- _TEXT PROVIDED_:
----------

Attention Mechanism

Long Short-Term Memory (LSTM) models have substantially improved the capabilities of Recurrent Neural Networks (RNNs). However the attention mechanism represents a significant advancement to make these models even better. The core idea behind attention is to enable the model at each step to selectively focus on a subset of relevant information from a larger pool of data.

Take this model, inputs and outputs for example:

The encoder here needs to memorize this long sequence into one vector, and the decoder has to process this vector to generate the translation. If a human were to translate this sentence, he/she wouldn't read the whole sentence and memorize it then try to translate it. He/she translates a part at a time. We can also see that the performance of this model decreases as sentence length increases. Here, the $x$ axis is sentence length, blue indicates is the normal model, while green is the model with attention mechanism:

For another example, when an RNN generates a description for an image, it might selectively concentrate on different segments of the image for each word it produces. This technique has been successfully implemented by Xu et al. (2015), and it provides an excellent entry point for those interested in exploring attention mechanisms. The attention mechanism has yielded exciting results across various applications, indicating that its potential is far from being fully tapped.

Sequence models benefit from the integration of attention mechanisms, which guide the model's focus through a sequence of inputs. This approach is particularly effective in tasks such as speech recognition, where it aids the model in processing audio data more efficiently. At first, the attention model was developed for machine translation but other applications like computer vision and new architectures like the Neural Turing machine have been developed using attention mechanisms aswell.

----------

- _INFORMATION SHOWN_:
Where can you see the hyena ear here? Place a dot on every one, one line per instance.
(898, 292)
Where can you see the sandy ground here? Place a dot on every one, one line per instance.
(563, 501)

----------

- _PARTS OF THE EXERCISE_:
[1] In the attention mechanism text, what task was the attention model originally developed for?
[2] Quote the attention mechanism text starting at "Sequence models benefit" and ending at "attention mechanisms aswell.".
[3] Name every application area where, according to the attention mechanism text, attention has been used. Leave out model architectures.

- _SOLUTIONS BELOW_:
[1] Machine translation.

[2]
Sequence models benefit from the integration of attention mechanisms, which guide the model's focus through a sequence of inputs. This approach is particularly effective in tasks such as speech recognition, where it aids the model in processing audio data more efficiently. At first, the attention model was developed for machine translation but other applications like computer vision and new architectures like the Neural Turing machine have been developed using attention mechanisms aswell.

[3]
- Machine translation
- Generating descriptions for images
- Speech recognition
- Computer vision